Count how many lines in the entries below contain the string "every". Matching is case-sensitive, and your reply should be only the number.

------

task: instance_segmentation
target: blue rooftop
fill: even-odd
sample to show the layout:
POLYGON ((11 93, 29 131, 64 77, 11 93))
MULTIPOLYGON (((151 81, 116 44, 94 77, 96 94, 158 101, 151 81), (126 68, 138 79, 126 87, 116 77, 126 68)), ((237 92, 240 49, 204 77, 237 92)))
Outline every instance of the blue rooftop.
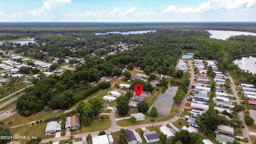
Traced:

------

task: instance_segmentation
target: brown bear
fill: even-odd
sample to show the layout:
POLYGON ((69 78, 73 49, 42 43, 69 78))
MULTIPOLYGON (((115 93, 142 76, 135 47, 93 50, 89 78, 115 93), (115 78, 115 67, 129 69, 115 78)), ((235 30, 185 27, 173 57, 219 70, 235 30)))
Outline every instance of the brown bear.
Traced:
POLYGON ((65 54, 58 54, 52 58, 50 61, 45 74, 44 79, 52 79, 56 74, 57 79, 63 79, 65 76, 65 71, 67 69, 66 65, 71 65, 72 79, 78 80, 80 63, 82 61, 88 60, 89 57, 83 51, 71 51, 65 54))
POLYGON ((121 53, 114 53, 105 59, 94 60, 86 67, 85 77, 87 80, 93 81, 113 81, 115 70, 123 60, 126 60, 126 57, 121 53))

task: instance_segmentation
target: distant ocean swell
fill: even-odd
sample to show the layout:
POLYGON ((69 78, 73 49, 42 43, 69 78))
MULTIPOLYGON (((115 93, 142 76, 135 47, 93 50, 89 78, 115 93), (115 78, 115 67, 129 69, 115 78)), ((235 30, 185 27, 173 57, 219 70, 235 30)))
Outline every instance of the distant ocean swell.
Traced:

------

• RESULT BELOW
3